**Aim**.
Please count the lines in the records below that contain the string "mark". Give only the number.

**Given entries**.
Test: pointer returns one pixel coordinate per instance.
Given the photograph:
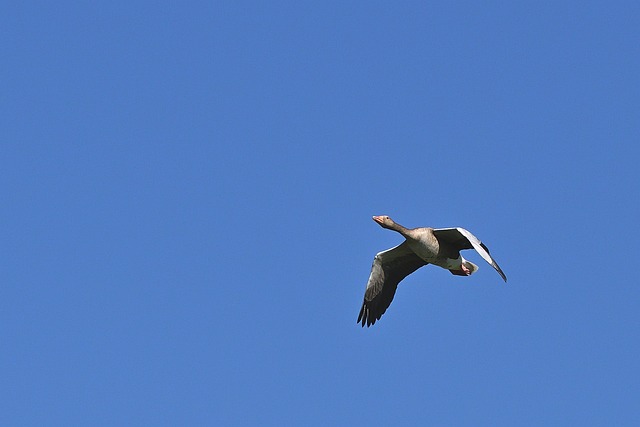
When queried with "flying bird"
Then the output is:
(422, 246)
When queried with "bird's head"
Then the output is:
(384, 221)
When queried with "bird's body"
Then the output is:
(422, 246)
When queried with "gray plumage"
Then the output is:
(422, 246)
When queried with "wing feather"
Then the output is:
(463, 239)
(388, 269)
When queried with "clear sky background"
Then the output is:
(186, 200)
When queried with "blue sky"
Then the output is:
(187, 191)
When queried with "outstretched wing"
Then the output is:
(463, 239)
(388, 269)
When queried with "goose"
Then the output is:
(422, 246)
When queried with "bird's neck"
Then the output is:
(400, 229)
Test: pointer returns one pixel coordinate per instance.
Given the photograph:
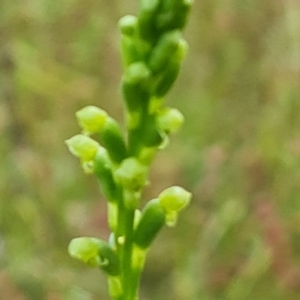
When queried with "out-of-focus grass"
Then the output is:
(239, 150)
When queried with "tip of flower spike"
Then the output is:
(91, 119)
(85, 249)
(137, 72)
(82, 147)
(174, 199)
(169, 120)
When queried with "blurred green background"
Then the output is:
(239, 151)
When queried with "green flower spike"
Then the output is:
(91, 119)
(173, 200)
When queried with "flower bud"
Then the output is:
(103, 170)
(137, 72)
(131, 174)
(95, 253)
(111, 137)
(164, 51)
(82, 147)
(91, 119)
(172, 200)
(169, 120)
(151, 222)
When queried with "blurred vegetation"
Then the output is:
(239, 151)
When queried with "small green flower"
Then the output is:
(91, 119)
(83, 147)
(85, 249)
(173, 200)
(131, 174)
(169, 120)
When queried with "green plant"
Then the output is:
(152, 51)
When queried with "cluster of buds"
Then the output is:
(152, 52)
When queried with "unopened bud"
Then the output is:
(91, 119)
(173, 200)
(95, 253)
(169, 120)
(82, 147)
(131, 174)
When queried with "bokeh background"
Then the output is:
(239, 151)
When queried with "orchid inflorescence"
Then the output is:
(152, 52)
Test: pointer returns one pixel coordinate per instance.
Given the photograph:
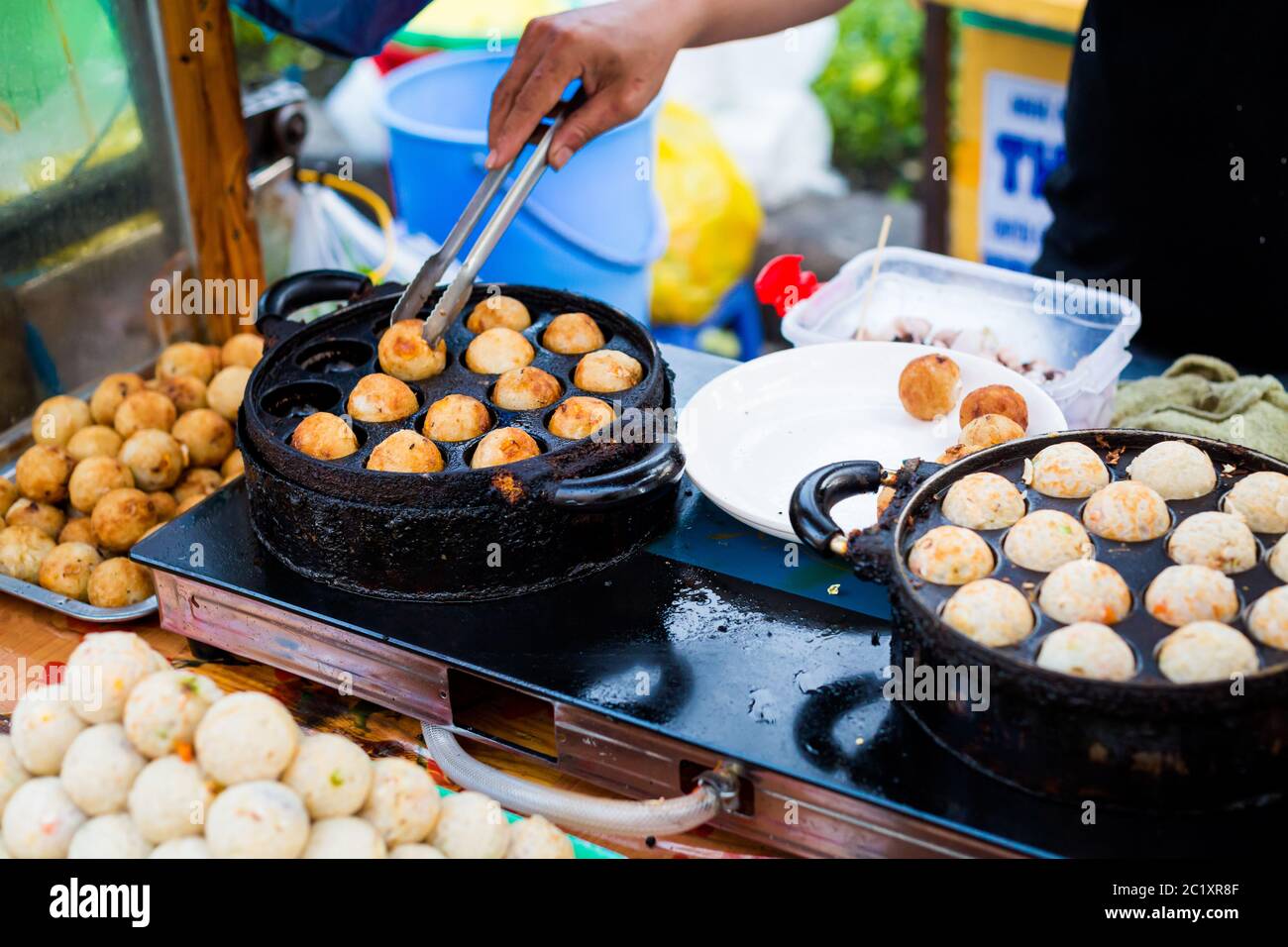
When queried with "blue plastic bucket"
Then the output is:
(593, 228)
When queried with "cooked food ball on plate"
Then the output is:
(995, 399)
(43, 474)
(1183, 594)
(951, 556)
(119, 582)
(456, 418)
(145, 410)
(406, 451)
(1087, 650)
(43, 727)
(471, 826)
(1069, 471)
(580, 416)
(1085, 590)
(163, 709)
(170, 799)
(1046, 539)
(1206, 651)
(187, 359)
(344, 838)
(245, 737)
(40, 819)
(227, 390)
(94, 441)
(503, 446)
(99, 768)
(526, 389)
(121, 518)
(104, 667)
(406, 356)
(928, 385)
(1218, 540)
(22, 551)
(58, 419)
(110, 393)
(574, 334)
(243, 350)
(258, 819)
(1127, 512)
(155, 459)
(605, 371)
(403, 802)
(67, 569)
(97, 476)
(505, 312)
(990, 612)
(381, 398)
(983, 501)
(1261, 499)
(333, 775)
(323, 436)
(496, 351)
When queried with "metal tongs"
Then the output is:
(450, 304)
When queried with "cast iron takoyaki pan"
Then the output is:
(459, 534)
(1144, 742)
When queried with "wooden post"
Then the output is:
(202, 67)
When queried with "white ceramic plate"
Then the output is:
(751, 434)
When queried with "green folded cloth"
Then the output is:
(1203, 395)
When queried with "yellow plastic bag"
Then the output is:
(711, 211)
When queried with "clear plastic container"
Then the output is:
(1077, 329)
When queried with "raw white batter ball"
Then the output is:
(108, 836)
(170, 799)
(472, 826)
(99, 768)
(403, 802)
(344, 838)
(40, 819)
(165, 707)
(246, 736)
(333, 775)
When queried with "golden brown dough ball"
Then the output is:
* * *
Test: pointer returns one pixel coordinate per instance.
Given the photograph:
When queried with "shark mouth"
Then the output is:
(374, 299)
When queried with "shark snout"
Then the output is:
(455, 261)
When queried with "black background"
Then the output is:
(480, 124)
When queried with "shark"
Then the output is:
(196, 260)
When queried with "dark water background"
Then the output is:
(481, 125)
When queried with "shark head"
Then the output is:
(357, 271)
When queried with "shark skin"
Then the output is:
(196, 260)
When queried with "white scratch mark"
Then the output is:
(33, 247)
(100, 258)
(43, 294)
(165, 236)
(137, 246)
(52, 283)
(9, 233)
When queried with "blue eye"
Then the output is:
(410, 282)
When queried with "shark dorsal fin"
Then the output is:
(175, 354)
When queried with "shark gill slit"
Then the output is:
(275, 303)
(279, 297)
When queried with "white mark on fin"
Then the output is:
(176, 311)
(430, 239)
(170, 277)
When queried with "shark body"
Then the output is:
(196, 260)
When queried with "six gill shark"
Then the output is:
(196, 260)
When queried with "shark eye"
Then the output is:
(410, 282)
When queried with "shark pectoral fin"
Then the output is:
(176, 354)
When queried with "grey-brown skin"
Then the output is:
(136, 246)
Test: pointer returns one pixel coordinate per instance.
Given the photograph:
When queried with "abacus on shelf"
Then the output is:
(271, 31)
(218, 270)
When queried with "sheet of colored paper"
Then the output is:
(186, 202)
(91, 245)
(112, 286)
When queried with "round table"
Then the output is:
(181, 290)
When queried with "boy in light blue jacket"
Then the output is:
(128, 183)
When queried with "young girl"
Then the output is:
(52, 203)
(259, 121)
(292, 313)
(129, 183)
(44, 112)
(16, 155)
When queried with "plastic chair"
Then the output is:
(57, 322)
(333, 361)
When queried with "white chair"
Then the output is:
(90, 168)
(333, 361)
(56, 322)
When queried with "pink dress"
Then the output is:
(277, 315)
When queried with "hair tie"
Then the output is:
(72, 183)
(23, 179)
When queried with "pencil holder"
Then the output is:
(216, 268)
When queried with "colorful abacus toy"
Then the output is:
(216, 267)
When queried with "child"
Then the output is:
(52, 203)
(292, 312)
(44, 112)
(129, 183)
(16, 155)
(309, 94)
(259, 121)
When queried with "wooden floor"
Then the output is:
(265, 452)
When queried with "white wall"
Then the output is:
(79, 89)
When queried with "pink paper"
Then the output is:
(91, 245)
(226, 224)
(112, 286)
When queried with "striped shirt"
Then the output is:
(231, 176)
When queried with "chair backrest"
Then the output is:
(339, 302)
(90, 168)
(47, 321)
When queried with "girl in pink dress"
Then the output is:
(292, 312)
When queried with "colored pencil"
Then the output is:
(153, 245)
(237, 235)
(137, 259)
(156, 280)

**Output**.
2